×
Ad

Bahlil Buka Suara soal Tambang Martabe Diduga Biang Kerok Banjir Sumatera

Herdi Alif Al Hikam - detikFinance
Kamis, 04 Des 2025 17:49 WIB
Foto: Menteri ESDM, Bahlil dipanggil Presiden Prabowo Subianto ( Firda/detik)
Jakarta -

Tambang Martabe disebut-sebut menjadi salah satu biang kerok bencana banjir bandang dan tanah longsor di Sumatera Utara. Tambang yang memproduksi emas itu terletak di Tapanuli Selatan, salah satu wilayah yang cukup parah diterpa bencana.

Menteri ESDM Bahlil Lahadalia menyatakan dirinya sudah melakukan pengecekan secara langsung di Tambang Martabe. Menurutnya, lokasi tambang Martabe tidak berada di tempat banjir bandang terjadi.

"Saya cek juga kemarin ini di lokasi, itu tambang emas. Kalinya itu ada tiga, ada kali gede, dan yang kena banjir ini kali yang sedang yang tengah. Nah Martabe ini kali yang kecil," tegas Bahlil di Kompleks Istana Kepresidenan, Jakarta Pusat, Kamis (4/12/2025).
*-*-*
• **Daftar Tugas**:
1. Menurut berita tentang Tambang Martabe, di wilayah mana tambang emas itu terletak?
2. Ringkas paragraf berita tentang Tambang Martabe yang diawali "Menteri ESDM Bahlil Lahadalia menyatakan" menjadi satu kalimat, tetapi fakta utamanya harus tetap ada.
3. Tolong lanjutkan berita tentang Tambang Martabe mulai dari bagian setelah kalimat terakhirnya.

• **Data yang Disediakan**:
*-*-*
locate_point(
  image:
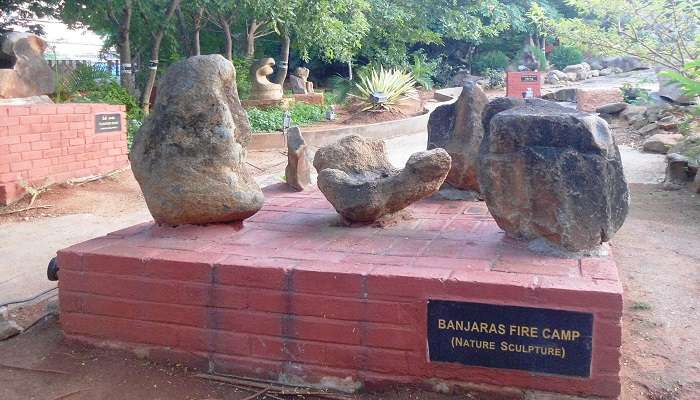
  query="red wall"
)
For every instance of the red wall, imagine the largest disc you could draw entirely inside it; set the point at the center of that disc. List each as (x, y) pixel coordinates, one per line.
(50, 143)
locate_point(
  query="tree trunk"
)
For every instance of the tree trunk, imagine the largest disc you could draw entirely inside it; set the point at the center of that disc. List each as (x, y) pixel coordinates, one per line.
(284, 60)
(197, 50)
(228, 50)
(250, 38)
(155, 50)
(124, 46)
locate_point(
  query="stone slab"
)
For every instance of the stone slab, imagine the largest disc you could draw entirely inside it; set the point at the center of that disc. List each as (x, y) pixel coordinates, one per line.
(293, 293)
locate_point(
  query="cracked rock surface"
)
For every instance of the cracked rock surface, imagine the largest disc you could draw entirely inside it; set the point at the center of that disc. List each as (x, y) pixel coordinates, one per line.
(189, 155)
(357, 179)
(548, 172)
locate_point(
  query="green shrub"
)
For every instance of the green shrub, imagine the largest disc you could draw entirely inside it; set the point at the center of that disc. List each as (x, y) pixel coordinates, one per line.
(494, 59)
(563, 56)
(396, 85)
(423, 70)
(271, 119)
(243, 81)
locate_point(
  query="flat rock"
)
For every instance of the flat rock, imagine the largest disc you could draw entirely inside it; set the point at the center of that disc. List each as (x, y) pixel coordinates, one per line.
(611, 108)
(359, 181)
(189, 155)
(567, 95)
(457, 128)
(661, 143)
(549, 172)
(298, 171)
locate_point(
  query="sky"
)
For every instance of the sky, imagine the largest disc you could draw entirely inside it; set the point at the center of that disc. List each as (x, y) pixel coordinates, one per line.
(68, 44)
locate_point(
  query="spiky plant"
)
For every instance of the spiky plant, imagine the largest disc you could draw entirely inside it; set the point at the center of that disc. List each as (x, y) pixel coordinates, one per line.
(394, 85)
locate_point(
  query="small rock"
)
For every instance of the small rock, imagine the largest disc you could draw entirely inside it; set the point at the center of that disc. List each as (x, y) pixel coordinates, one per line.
(566, 95)
(611, 108)
(661, 143)
(648, 129)
(676, 170)
(457, 128)
(298, 171)
(8, 329)
(359, 181)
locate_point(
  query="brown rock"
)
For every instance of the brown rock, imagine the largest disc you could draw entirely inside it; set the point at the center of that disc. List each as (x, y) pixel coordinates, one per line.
(457, 128)
(298, 171)
(23, 70)
(661, 143)
(551, 173)
(189, 155)
(358, 180)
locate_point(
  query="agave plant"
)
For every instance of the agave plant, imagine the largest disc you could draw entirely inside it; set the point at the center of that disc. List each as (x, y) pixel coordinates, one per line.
(384, 89)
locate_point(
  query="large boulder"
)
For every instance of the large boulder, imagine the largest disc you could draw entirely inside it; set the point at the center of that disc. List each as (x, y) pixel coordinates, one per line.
(23, 70)
(553, 173)
(189, 155)
(359, 181)
(624, 63)
(457, 128)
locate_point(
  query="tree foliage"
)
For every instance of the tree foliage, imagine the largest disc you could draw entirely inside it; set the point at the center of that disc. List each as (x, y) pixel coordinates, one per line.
(665, 32)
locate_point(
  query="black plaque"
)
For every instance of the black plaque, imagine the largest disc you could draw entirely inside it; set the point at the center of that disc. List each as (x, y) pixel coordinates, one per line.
(108, 123)
(497, 336)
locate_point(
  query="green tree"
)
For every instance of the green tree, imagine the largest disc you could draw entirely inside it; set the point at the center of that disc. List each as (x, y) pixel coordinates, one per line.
(664, 32)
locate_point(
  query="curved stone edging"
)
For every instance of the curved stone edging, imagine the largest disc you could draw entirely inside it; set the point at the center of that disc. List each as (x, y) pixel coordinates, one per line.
(381, 130)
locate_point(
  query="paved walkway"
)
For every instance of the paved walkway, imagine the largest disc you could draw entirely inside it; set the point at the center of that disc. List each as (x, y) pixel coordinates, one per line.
(26, 248)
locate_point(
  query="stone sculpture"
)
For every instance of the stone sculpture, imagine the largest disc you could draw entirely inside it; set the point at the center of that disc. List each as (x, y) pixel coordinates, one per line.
(23, 70)
(357, 179)
(298, 171)
(189, 155)
(262, 88)
(549, 172)
(457, 128)
(300, 81)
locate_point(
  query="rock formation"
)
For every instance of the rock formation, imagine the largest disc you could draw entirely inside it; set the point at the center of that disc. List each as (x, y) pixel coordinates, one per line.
(457, 128)
(358, 180)
(300, 81)
(298, 171)
(262, 88)
(549, 172)
(23, 70)
(189, 155)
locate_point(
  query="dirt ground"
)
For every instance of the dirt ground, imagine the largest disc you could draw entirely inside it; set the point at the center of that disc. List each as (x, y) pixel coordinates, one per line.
(657, 250)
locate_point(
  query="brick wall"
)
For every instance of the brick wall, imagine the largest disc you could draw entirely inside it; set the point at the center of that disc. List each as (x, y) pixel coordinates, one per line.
(290, 293)
(51, 143)
(515, 86)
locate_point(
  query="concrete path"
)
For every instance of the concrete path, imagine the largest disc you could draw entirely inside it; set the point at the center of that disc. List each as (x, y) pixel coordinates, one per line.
(26, 248)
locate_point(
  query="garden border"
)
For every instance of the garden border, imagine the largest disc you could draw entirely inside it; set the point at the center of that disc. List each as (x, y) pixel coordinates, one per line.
(382, 130)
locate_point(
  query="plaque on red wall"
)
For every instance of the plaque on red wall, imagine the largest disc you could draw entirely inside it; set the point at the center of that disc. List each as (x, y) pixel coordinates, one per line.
(524, 84)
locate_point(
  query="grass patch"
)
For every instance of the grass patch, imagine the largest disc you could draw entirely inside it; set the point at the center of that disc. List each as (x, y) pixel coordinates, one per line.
(271, 119)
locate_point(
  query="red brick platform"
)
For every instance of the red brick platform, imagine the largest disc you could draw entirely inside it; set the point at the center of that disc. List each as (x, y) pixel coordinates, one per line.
(294, 294)
(42, 144)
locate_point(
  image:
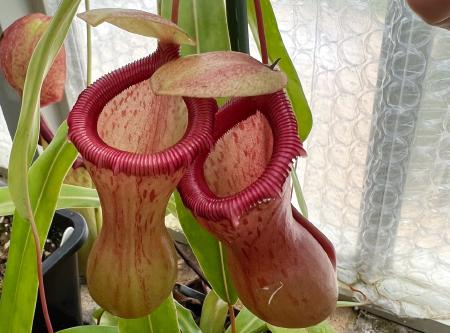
*-*-*
• **Jawaban**:
1. Di Tapanuli Selatan.

2. Menteri ESDM Bahlil Lahadalia mengaku telah mengecek langsung Tambang Martabe dan menyebut lokasi tambang itu tidak berada di tempat terjadinya banjir bandang.

3.
Tim tambang Kementerian ESDM pun sudah melakukan pengecekan dan evaluasi pada Tambang Martabe. Nanti pihaknya akan memutuskan apakah ada masalah lingkungan atau tidak pada tambang tersebut.

"Tapi tim tambang masih melakukan evaluasi sampai sekarang. Tim kami sedang mengecek, sampai selesai baru kami putuskan," ujar Bahlil.

Ketika dikonfirmasi apakah operasional tambang tersebut akan berlanjut, sejauh ini Bahlil meminta operasi tambang berhenti dahulu. Tapi bukan karena ada masalah lingkungan atau masalah hukum, Bahlil meminta pengelola tambang untuk ikut membantu mengerahkan alat beratnya dalam penanganan bencana.

"Kemarin sih nggak berlanjut. Karena sekarang kami minta mereka bantu, fokus untuk alat mereka untuk bantu teman kita yang kena bencana," tegas Bahlil.

Evaluasi Total Tambang

Secara umum, Bahlil juga mengatakan pihaknya melakukan evaluasi besar-besaran pada tambang yang ada di kawasan bencana di Sumatera. Menurutnya tambang yang ada kebanyakan di Sumatera Utara, di Aceh pihaknya masih melakukan pengecekan, dan di Sumatera Barat tidak ada.

"Kalau di Sumbar itu nggak ada. Di Aceh pun kita lagi pengecekan. Nah kalau di Sumut tim kita lagi evaluasi, kalau tim evaluasi saya akan cek dampaknya, apalah tambang ini ada apa tidak," ujar Bahlil.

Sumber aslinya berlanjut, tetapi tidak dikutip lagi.